### [Supplied information]
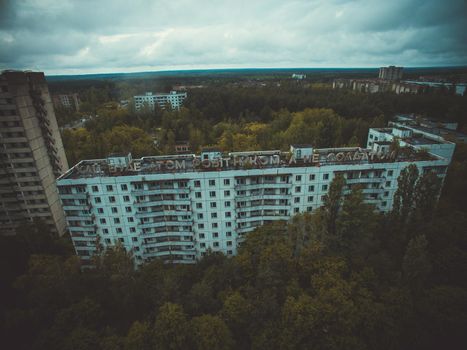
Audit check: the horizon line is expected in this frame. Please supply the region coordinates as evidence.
[39,65,467,77]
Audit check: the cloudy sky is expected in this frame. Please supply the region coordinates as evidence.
[0,0,467,74]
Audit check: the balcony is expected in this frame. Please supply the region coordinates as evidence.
[60,192,88,199]
[346,177,386,184]
[131,187,190,196]
[138,219,193,228]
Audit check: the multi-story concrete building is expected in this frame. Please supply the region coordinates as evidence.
[0,71,68,234]
[378,66,403,81]
[133,91,187,111]
[58,128,455,263]
[52,93,80,111]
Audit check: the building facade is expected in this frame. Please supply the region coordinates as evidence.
[0,71,68,234]
[58,128,455,263]
[133,91,187,111]
[52,93,80,111]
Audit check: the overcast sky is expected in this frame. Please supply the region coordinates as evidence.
[0,0,467,74]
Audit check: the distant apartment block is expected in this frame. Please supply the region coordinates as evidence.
[378,66,403,81]
[133,91,187,111]
[0,71,68,234]
[52,93,80,111]
[58,126,455,264]
[292,73,306,80]
[389,114,467,143]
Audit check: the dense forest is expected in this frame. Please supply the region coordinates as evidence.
[0,154,467,350]
[58,81,467,165]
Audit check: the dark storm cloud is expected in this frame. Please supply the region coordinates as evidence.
[0,0,467,73]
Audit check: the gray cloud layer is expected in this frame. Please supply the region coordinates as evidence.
[0,0,467,74]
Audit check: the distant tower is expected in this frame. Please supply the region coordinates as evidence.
[378,66,403,81]
[0,71,68,234]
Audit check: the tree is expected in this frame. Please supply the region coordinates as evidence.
[124,321,155,350]
[415,171,441,222]
[191,315,233,350]
[336,187,377,262]
[402,235,431,293]
[321,175,345,239]
[154,303,189,350]
[392,164,418,225]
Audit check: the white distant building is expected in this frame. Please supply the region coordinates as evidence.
[133,91,187,111]
[57,127,455,263]
[292,74,306,80]
[378,66,404,81]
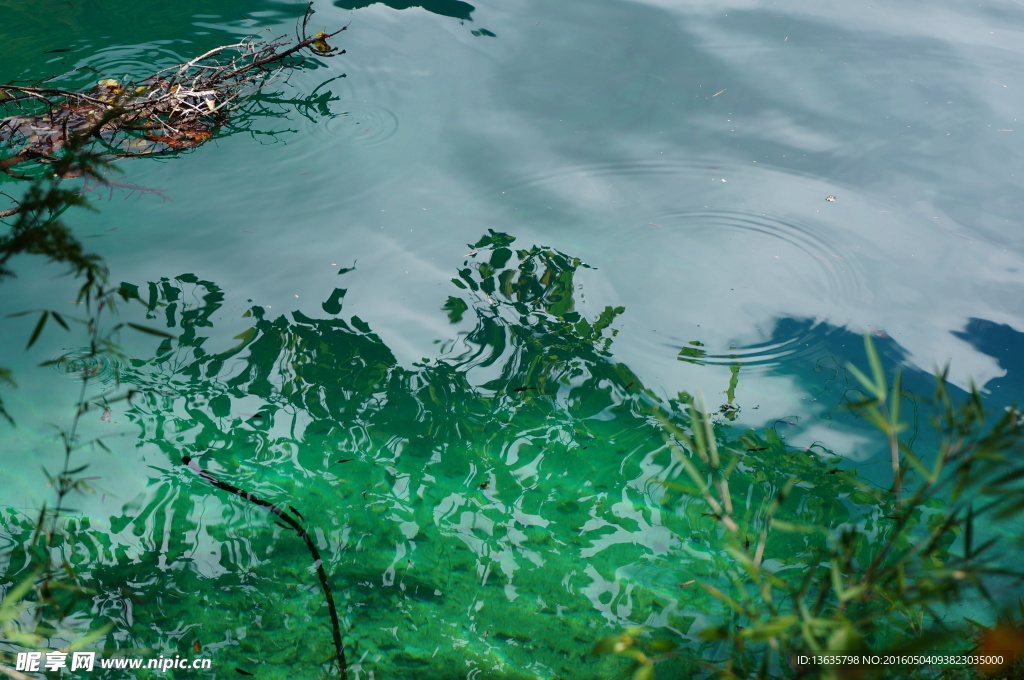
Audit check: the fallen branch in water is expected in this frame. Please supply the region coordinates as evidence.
[0,3,348,216]
[181,456,348,680]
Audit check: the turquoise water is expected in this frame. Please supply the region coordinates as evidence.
[0,0,1024,678]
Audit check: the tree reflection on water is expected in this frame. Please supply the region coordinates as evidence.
[3,231,958,679]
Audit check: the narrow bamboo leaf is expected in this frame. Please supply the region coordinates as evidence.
[864,333,886,394]
[633,663,654,680]
[0,573,39,622]
[50,311,71,331]
[964,505,974,559]
[889,369,903,427]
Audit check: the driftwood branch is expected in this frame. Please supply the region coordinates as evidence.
[0,3,348,217]
[181,456,348,680]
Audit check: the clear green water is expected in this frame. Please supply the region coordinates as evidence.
[0,1,1024,679]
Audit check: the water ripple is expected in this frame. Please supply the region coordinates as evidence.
[313,100,398,146]
[50,347,122,385]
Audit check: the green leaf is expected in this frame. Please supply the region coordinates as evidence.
[864,333,886,394]
[0,572,39,622]
[633,662,654,680]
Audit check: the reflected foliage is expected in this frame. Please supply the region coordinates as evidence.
[334,0,476,22]
[3,231,1019,680]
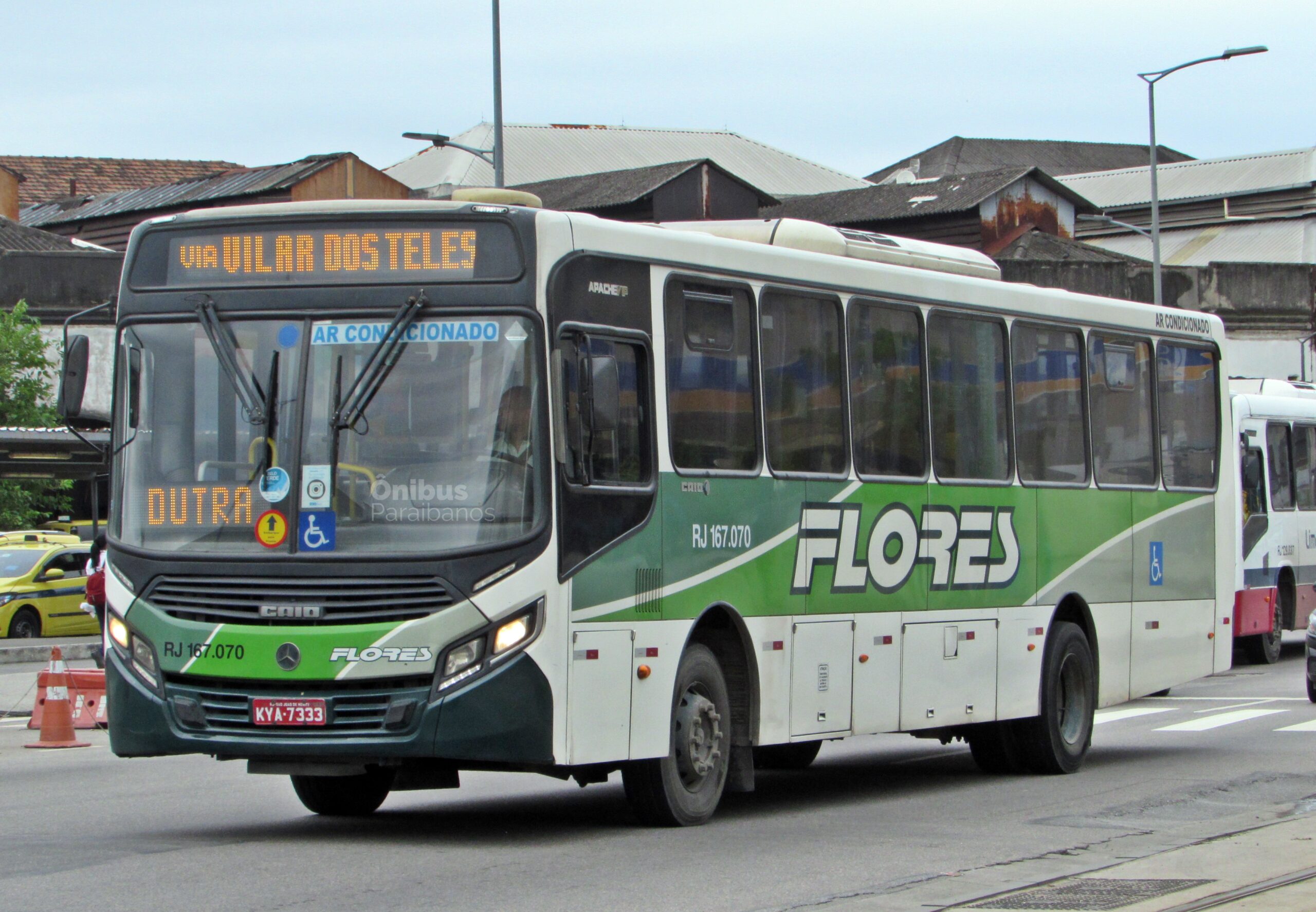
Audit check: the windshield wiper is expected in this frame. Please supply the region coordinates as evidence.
[247,351,279,484]
[329,291,429,435]
[188,295,267,428]
[329,291,429,502]
[188,295,279,484]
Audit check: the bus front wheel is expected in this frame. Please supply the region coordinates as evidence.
[292,770,393,817]
[621,644,732,827]
[1013,621,1096,774]
[754,741,822,770]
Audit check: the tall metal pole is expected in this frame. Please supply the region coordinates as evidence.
[494,0,505,187]
[1138,45,1267,305]
[1142,80,1161,306]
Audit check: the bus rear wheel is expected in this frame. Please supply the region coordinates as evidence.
[9,608,41,640]
[292,769,393,817]
[1012,621,1096,774]
[966,722,1024,773]
[754,741,822,770]
[1244,587,1288,665]
[621,644,732,827]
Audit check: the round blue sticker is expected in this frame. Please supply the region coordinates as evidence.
[258,467,292,504]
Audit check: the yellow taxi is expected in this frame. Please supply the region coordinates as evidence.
[0,529,100,639]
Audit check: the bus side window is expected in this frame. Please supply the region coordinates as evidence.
[759,291,846,475]
[1011,322,1090,487]
[665,282,759,472]
[1087,333,1156,487]
[1157,342,1220,489]
[928,311,1011,482]
[1293,424,1316,509]
[848,298,928,478]
[1266,424,1293,509]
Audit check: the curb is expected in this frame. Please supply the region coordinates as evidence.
[0,642,99,665]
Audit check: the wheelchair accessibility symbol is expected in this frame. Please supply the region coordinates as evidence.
[1147,541,1165,586]
[298,509,338,552]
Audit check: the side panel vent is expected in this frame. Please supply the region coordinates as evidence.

### [Stated exercise]
Rewrite all the entries above, putting "box coordinates" wherever "region coordinates" appears and keeping everything else the same. Leave the pictures out.

### [Complete response]
Audit check: the horizon line is expected in this frame. Please supply the box coordinates as evidence.
[39,65,467,77]
Audit check: the cloudy sky is expected in this frame. Please supply the box coordinates as evidence.
[0,0,467,74]
Audit check: the balcony is expected in this frame. Please supply the box coordinates as evidence.
[60,192,88,199]
[346,177,386,184]
[131,187,190,196]
[138,219,193,228]
Audit check: the multi-story concrete building is expected in this frame. Please supply the box coordinates as evidence.
[0,71,68,234]
[378,66,403,81]
[133,91,187,111]
[58,128,455,263]
[52,93,80,111]
Audit check: the building facade is expected in this frame. Please supply the box coordinates as evidence.
[0,71,68,234]
[58,128,455,263]
[133,91,187,111]
[52,93,80,111]
Audit check: the overcast sky is expected in this frame. Please supply the box coordinates as evidence.
[0,0,467,74]
Audit check: the distant apartment block is expected in this frame. Please supply the box coordinates as evidence.
[378,66,403,81]
[133,91,187,111]
[0,71,68,234]
[52,93,80,111]
[58,126,455,264]
[292,73,306,80]
[389,114,467,143]
Audit check: the dense forest is expected in this frame. Please supply the box coordinates as evidence.
[0,154,467,350]
[58,81,467,165]
Audit check: the dark storm cloud is expected in this frame. Please supply the box coordinates as evidence.
[0,0,467,73]
Audit check: the gray cloud layer is expected in this frame. Please supply the box coordinates as evidence.
[0,0,467,74]
Audit check: the distant tower is expected in this frame. Please supply the box coordinates as evidence.
[378,66,403,81]
[0,71,68,234]
Audit check: the tree is expected in this frame. Please supply the box coordinates as evidence.
[124,321,155,350]
[415,171,441,222]
[191,315,233,350]
[336,187,377,262]
[402,235,431,293]
[321,175,345,239]
[154,303,189,350]
[392,164,418,225]
Audit check: the white distant building is expected in this frame. Please supply the box coordinates as evidence.
[133,91,187,111]
[57,127,455,263]
[292,74,306,80]
[378,66,404,81]
Audit check: the fallen branch in water is expected in this frame. Please supply the box coordinates as evidence.
[0,3,348,216]
[181,456,348,680]
Audit check: the turquoise water is expected in this frame. Please supply the box coordinates as evidence.
[0,0,1024,678]
Audit check: the tree reflection on water is expected in this frame. Please supply the box coordinates as evidence.
[3,231,958,679]
Audit check: the narrow bamboo leaf is expected in this frame. Please supply the box coordinates as evidence.
[864,333,886,394]
[633,663,654,680]
[0,573,39,622]
[50,311,71,331]
[964,505,974,559]
[889,369,903,427]
Audit check: the driftwood branch is expected in this frame. Please supply the box coordinates as evidence.
[0,3,348,217]
[181,456,348,680]
Audit check: the clear green water is expected in this frame. Please supply the box coordinates as evidence.
[0,1,1024,679]
Audit check: the water ripple is expected in this frame. Please supply the box coordinates as evidence.
[313,100,398,146]
[50,347,122,385]
Audit check: the green leaf is expected in this frame. Please supply the box coordinates as evidence.
[864,333,886,394]
[0,572,39,622]
[633,662,654,680]
Audit check: the reflected foliage is expected in this frame. Please supply the box coordinates as evidence.
[334,0,476,22]
[3,231,1019,680]
Audit check: the windshield wiper is expected in this frame. Please supply the box coordinates as evidence.
[247,351,279,484]
[329,291,429,435]
[188,295,267,428]
[329,291,429,502]
[188,295,279,484]
Audit check: the bus front wheel is expected in this frame. Please supply the box coordinates as evidence.
[292,770,393,817]
[621,644,732,827]
[1013,621,1096,774]
[754,741,822,770]
Audit check: the tall metal pole is expected in this frame. Please supply the box coordinates as evidence.
[494,0,505,187]
[1138,45,1267,305]
[1142,80,1161,306]
Audit check: the bus rear wheel is expected in this frame. Please supply the box coordinates as evidence.
[9,608,41,640]
[292,769,393,817]
[1012,621,1096,774]
[966,722,1024,773]
[754,741,822,770]
[1244,587,1288,665]
[621,644,732,827]
Audit check: the round blue sticker is expected in this frame. Please supply the box coordinates as evidence.
[258,467,292,504]
Audit check: the yellow taxi is expected in this frame. Please supply the box coordinates as evidence.
[0,529,100,639]
Audit check: the bus side window is expected in this frame. Please supply the box coordinates as evidence.
[759,291,846,475]
[1011,322,1090,487]
[665,282,759,472]
[1087,333,1156,487]
[1157,342,1220,489]
[928,311,1011,482]
[1293,424,1316,509]
[848,298,928,478]
[1266,424,1293,509]
Audit check: the curb is expected in this frame. Please supply the box coordinates as evidence.
[0,642,99,665]
Audit check: the wheelchair accessibility symbol is expected in this frame. Please supply the box coordinates as evidence.
[1147,541,1165,586]
[298,509,338,552]
Audit check: the side panel vent is expected in this frame. Please supply the box coordinates as evidence.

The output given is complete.